This past year, I have had success using Hipmunk to buy tickets to France for two separate trips, and am now thinking of planning another trip. I was wondering if anyone could suggest an additional search engine, or some tips on finding cheap airfare. I'm not sure where I want to go yet, just looking around and considering possibilities, when and if the airline tickets are low enough. My husband and I flew from Boston to Paris ( and home) for $700 (Aer Lingus) each a few weeks ago, and in May flew to Marseilles ( Air France) for just under $800. I'm looking to beat or at least match those prices for the next jaunt. Also, has anyone of an advanced age stayed in hostels?
Thanks for the help.

Posted by
2876 posts

For flights to Europe, try Kayak or Priceline. For flights within Europe, try Skyscanner.

Posted by
11294 posts

In addition to Tom's sites (which I use), you can try: http://matrix.itasoftware.com/ for general flights http://www.whichbudget.com for budget flights within Europe http://www.bulucak.com/ for flights within Turkey (I know you didn't ask about this, but someone else may benefit) As for hostels, my sister uses them (she's not of "advanced" age, but is over 40). She tells me they vary tremendously, as much as hotels or B&B's do. She uses http://www.hostelbookers.com/ and http://www.hostelworld.com, not only to find hostels in the first place, but to read the reviews and ratings. These sites also list some inexpensive hotels (we found a great place in St. Petersburg, Russia this way). If you are not limited to hostels but do want inexpensive accomodations, look at http://www.eurocheapo.com/ under "Cities" to see their recommendations, which I find very helpful (particularly their neighborhood descriptions).

Posted by
4064 posts

You are lucky to have found those bargain prices as the trend trans-Atlantic for the last few years has been up-up-up. Did you buy through Hipmunk or directly from the airlines? In June through mid-September anything under $1,000 was a real deal this this year.

## Exercise requirements
Carry on the airfare thread from where it stops. The items come from a separate source, unrelated to the airfare thread above.

## Supplied information

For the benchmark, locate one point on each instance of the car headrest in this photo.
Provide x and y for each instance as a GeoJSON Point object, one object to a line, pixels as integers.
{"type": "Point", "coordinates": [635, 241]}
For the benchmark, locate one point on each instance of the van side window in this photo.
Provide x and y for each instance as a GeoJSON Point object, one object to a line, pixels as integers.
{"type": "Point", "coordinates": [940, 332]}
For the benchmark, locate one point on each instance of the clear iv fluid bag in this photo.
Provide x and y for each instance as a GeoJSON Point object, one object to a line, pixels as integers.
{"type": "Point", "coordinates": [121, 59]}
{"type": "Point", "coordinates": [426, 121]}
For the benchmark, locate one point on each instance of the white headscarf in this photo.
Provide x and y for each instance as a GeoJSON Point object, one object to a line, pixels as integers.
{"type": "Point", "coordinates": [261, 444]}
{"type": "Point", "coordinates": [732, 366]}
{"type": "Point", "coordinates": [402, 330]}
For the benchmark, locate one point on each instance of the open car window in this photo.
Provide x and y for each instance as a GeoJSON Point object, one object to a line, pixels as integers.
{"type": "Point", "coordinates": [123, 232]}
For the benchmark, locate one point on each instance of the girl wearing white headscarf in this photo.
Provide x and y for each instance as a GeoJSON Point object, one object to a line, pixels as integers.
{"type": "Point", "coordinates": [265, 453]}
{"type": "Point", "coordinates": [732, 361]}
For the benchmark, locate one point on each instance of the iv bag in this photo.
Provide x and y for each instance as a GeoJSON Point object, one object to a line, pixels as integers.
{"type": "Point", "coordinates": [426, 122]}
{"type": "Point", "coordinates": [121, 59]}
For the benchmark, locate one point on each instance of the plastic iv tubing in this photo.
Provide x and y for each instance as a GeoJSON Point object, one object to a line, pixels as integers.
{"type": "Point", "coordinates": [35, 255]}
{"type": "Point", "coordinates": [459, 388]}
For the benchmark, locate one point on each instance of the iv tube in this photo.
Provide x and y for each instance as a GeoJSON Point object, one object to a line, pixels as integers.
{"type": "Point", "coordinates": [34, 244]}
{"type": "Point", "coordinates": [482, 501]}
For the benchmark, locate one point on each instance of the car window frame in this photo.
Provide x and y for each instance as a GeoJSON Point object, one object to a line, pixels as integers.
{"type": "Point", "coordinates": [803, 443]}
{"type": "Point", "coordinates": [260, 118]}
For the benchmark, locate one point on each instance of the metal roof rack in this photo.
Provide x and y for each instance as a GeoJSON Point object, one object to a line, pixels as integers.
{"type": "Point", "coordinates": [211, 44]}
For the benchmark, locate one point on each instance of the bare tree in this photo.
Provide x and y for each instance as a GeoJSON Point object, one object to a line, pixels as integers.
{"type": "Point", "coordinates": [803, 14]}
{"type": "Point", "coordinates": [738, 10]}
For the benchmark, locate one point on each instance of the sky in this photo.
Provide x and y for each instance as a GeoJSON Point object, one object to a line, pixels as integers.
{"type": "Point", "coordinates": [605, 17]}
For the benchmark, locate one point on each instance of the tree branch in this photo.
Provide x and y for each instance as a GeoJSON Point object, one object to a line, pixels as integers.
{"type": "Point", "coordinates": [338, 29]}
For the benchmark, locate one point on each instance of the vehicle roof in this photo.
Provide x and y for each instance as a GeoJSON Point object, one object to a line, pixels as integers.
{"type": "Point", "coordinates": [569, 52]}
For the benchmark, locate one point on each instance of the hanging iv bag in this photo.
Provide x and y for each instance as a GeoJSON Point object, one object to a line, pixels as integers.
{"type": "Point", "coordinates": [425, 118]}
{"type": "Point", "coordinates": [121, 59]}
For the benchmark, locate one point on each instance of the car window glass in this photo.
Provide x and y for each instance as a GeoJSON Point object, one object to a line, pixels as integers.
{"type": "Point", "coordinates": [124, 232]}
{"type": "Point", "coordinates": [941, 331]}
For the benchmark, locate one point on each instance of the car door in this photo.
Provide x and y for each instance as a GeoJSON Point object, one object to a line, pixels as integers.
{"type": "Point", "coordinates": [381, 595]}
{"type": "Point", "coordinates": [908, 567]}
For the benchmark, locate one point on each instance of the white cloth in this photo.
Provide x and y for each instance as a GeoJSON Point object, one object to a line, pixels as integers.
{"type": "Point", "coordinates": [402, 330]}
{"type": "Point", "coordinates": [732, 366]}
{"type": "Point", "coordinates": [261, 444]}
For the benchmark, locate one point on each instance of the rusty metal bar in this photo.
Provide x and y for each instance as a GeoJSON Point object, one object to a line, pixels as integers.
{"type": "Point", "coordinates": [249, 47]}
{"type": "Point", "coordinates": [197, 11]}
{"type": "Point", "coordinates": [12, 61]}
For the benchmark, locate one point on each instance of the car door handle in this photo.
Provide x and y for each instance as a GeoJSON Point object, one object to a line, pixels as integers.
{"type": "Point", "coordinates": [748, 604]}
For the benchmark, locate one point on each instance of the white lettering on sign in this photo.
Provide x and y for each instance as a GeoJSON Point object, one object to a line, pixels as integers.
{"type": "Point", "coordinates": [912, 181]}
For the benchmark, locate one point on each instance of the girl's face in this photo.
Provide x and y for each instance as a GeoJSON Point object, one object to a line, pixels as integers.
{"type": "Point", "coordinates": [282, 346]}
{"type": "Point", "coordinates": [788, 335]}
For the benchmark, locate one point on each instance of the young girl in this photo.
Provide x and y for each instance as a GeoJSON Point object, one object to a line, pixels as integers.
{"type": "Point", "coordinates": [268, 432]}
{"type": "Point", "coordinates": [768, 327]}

## Answer for this exercise
Posted by
32263 posts

Nancy, I'm not sure what you'd consider "advanced age", but I'm 60+ and stay in Hostels on occasion (which I did again on my trip in September). I normally use HI Hostels when possible, as they're a chain and the facilities are fairly consistent from one property to another. An HI membership provides slightly cheaper rates and preferred booking. They're not "party Hostels" but at times they host school groups so can be somewhat "lively". I stay at independent Hostels also. Regarding search engines, I use Hipmumk and a variety of other sources, including Expedia, Kayak, Priceline, etc. However, I check these against the airlines websites and also check with my Travel Agent. Happy travels!

Posted by
8700 posts

My wife and I are both 60+ and we like to stay in hostels. For unbiased reviews of hostels I recommend hostelz.com.

Posted by
179 posts

I buy directly from the airline; I have read they always have the best price, and in my experience it has been true. I am seeing very high prices now. Thanks for all the helpful info about the hostels.

Posted by
2829 posts

Nancy, I personally think people older than 30-35 don't belong in hostels, at least on shared room in hostels. I'm almost there (still younger than 35), and I remember from my trips 10 years ago or so how awkward was to share the room sometimes with older people. Mind you, I have absolutely nothing against older people, we're all getting there sooner or later. People 60+ should really enjoy travelling and new experiences. However, staying in a communal room with strangers is just one of those things that I don't think belong to people past college years. Just my two cents...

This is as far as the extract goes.